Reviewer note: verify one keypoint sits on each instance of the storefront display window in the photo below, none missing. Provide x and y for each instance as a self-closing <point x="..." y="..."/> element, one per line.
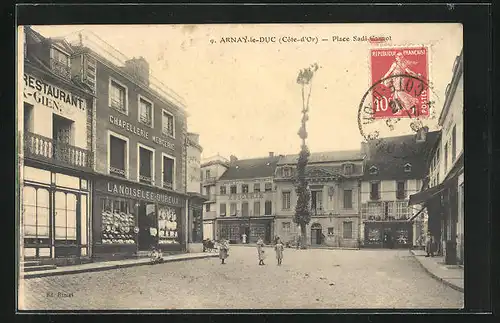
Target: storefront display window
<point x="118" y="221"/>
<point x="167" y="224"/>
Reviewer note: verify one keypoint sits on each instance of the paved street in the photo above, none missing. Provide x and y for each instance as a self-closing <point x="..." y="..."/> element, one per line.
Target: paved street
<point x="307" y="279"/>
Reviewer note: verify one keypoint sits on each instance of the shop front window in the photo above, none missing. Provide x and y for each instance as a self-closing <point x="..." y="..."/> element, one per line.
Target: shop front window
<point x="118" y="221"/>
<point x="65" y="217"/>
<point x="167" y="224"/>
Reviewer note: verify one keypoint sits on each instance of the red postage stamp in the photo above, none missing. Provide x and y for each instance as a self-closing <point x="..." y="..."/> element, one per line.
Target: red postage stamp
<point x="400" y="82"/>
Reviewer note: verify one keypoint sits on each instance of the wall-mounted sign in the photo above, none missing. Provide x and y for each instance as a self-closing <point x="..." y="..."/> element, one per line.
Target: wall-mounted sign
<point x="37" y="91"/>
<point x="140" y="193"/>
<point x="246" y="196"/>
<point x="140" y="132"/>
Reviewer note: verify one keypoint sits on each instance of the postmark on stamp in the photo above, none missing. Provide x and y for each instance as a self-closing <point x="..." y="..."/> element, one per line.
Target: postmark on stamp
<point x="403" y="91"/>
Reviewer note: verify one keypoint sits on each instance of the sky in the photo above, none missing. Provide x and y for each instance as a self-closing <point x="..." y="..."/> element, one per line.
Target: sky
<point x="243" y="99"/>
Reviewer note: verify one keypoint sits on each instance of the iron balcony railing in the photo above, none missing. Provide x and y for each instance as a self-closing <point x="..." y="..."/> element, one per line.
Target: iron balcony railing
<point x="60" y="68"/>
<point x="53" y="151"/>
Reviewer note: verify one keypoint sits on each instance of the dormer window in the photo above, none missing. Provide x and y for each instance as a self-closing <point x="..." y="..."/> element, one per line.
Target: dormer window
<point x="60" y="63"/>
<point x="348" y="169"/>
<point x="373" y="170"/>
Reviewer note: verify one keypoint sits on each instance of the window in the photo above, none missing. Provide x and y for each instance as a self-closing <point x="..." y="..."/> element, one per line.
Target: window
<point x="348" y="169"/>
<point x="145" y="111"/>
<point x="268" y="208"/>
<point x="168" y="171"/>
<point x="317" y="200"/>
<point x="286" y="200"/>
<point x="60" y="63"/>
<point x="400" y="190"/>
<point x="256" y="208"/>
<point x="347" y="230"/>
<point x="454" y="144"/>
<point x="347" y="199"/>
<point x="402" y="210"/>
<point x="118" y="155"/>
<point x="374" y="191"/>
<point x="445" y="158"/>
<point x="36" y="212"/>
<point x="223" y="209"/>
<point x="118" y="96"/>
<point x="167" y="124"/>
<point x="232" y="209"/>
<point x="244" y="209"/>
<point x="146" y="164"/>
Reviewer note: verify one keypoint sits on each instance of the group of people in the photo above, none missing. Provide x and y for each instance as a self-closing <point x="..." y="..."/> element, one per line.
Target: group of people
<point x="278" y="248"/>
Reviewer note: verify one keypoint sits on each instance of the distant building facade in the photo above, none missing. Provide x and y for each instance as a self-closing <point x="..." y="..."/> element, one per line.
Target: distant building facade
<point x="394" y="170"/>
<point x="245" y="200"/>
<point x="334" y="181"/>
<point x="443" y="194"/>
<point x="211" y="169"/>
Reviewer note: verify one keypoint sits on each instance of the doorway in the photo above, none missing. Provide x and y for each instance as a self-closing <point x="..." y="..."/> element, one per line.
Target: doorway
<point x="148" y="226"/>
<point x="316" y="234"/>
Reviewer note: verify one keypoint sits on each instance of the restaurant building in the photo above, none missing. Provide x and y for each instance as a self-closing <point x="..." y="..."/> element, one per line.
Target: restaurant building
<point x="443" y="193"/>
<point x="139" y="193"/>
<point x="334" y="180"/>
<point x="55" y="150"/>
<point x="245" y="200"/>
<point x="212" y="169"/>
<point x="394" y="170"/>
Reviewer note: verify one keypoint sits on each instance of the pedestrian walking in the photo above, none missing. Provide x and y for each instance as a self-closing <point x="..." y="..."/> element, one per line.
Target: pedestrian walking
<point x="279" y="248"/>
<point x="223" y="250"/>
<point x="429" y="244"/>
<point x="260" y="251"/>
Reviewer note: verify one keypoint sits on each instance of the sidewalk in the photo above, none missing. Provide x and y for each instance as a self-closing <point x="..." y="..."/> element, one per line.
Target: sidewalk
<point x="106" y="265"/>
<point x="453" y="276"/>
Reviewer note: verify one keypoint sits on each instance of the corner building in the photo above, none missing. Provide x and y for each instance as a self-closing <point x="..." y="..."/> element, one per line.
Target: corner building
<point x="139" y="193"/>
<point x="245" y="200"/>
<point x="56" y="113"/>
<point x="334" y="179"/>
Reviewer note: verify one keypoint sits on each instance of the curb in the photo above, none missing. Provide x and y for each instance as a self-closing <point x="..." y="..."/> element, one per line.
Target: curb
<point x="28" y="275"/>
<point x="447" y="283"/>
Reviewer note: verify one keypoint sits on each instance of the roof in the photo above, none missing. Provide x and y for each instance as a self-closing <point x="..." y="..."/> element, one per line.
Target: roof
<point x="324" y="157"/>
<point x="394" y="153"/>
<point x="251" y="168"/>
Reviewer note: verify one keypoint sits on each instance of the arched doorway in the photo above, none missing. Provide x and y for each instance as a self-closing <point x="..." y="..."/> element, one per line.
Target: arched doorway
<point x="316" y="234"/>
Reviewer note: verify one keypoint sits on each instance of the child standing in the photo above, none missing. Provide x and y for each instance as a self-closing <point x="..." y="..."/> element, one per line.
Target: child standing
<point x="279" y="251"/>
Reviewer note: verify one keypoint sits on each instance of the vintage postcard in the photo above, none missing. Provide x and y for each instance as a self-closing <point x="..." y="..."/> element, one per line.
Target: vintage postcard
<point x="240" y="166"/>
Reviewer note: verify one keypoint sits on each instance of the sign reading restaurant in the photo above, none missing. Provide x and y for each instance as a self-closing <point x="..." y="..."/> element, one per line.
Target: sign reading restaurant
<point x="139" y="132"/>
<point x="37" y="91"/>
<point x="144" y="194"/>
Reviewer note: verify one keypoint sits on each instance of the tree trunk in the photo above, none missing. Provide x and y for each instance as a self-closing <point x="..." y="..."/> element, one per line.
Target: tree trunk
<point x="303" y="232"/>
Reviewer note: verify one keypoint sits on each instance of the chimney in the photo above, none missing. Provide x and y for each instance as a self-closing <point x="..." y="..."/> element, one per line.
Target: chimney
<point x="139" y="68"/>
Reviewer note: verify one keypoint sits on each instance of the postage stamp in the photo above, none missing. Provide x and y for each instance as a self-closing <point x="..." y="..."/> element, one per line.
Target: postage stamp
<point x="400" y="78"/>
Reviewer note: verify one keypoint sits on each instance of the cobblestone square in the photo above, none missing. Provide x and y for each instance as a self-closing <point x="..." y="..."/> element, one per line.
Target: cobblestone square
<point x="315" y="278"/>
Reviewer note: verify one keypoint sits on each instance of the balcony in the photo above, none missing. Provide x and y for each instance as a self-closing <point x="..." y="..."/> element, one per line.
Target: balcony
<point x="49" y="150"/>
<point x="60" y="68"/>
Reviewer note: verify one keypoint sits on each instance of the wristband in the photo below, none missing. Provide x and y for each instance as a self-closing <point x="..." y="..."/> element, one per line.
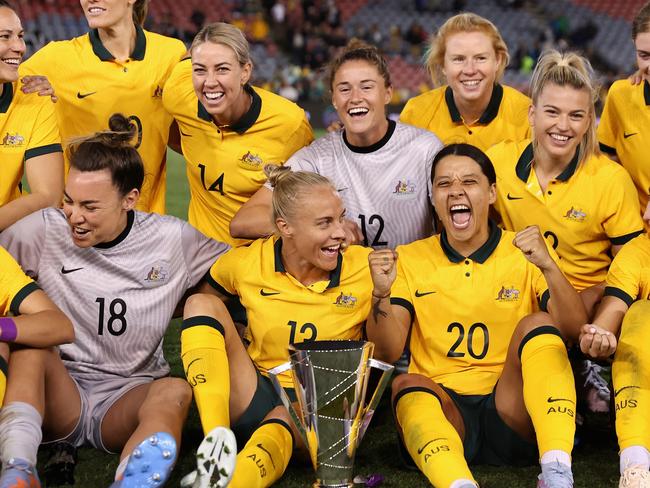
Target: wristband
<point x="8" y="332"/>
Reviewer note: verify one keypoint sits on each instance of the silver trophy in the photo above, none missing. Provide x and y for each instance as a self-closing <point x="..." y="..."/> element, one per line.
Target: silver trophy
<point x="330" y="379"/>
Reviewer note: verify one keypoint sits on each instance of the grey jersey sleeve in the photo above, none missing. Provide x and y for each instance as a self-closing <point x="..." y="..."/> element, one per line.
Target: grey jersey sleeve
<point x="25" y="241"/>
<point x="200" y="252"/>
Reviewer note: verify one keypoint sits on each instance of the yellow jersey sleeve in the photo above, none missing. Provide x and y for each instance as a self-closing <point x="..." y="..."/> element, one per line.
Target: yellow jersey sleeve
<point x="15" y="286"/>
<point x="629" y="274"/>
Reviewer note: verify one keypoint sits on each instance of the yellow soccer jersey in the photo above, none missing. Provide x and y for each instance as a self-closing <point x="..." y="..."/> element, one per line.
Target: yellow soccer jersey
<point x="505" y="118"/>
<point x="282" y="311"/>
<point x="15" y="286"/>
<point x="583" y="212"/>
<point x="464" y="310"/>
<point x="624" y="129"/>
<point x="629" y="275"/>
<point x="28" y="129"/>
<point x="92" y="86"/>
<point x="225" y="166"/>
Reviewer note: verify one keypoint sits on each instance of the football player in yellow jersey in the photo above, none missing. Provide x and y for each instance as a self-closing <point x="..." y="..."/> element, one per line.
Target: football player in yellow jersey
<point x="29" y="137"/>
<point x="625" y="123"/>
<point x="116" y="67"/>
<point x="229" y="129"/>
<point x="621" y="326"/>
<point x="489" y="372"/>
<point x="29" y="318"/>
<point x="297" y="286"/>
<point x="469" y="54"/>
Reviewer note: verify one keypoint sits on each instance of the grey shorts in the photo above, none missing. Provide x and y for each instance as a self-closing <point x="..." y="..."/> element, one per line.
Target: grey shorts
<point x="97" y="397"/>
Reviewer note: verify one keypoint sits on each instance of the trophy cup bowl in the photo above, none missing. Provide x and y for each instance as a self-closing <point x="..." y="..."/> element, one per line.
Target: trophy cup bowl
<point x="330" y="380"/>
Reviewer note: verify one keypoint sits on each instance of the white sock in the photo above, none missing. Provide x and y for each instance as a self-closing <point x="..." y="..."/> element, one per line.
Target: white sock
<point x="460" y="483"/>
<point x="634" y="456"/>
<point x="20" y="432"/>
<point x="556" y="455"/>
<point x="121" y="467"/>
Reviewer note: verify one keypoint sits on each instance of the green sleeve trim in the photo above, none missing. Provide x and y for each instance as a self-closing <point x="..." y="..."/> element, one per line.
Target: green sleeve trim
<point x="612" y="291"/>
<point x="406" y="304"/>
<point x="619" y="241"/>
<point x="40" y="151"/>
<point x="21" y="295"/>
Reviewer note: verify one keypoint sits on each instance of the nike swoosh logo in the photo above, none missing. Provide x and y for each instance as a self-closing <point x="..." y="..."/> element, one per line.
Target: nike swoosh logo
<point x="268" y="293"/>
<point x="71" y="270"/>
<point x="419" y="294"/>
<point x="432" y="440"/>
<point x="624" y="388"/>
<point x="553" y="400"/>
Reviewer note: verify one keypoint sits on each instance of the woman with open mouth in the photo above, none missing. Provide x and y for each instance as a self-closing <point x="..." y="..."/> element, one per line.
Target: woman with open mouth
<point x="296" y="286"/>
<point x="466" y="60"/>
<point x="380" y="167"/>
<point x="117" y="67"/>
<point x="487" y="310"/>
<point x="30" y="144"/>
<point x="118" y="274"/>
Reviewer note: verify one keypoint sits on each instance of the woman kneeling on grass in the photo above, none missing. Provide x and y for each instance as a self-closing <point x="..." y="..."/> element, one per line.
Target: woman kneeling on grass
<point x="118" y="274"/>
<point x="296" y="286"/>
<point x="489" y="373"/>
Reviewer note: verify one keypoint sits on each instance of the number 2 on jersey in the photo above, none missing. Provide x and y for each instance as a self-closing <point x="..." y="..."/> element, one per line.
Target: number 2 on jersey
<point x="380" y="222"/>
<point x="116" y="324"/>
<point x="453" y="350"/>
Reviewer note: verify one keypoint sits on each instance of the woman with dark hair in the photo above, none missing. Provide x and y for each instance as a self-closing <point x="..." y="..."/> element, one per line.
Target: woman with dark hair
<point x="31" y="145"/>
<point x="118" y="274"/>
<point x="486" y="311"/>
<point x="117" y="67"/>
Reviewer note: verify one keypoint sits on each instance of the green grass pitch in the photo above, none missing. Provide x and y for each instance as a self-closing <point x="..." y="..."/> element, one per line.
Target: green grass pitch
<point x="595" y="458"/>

########

Problem description >>
Would you print exactly and only the lines of the material above that run from the line with "of the wall-mounted" through the line with "of the window", both included?

Response for this exercise >>
Reviewer note: verify one keypoint sits on each instance of the wall-mounted sign in the photo above, none missing. Provide x and y for each instance as a self-closing <point x="..." y="..."/> element, one per line.
Target: wall-mounted sign
<point x="37" y="91"/>
<point x="140" y="193"/>
<point x="246" y="196"/>
<point x="140" y="132"/>
Reviewer note: verify one keypoint sits on each instance of the postmark on stamp in the photo above, none missing. Provide x and y for each instance as a self-closing <point x="..." y="..."/> element, one per line.
Target: postmark on stamp
<point x="403" y="91"/>
Reviewer note: verify one keypoint sits on each instance of the sky in the photo above, none missing. Provide x and y for each instance as a self-closing <point x="..." y="..."/> element, one per line.
Target: sky
<point x="243" y="99"/>
Reviewer note: verify one keypoint sits on each instance of the iron balcony railing in the photo above, none missing. Provide x and y for each instance as a self-closing <point x="..." y="..."/> element, one per line.
Target: iron balcony railing
<point x="60" y="68"/>
<point x="53" y="151"/>
Reviewer note: verify one keypoint sits on each instance of the dormer window in the photo above, none missing. Provide x and y for each instance as a self-closing <point x="..." y="..."/> element, one per line.
Target: dormer window
<point x="60" y="63"/>
<point x="348" y="169"/>
<point x="373" y="170"/>
Reviewer note: verify one keypoint sits on each instance of the window in the photo above, none missing. Provide x and y for each instance as a self-closing <point x="..." y="..."/> element, one per line.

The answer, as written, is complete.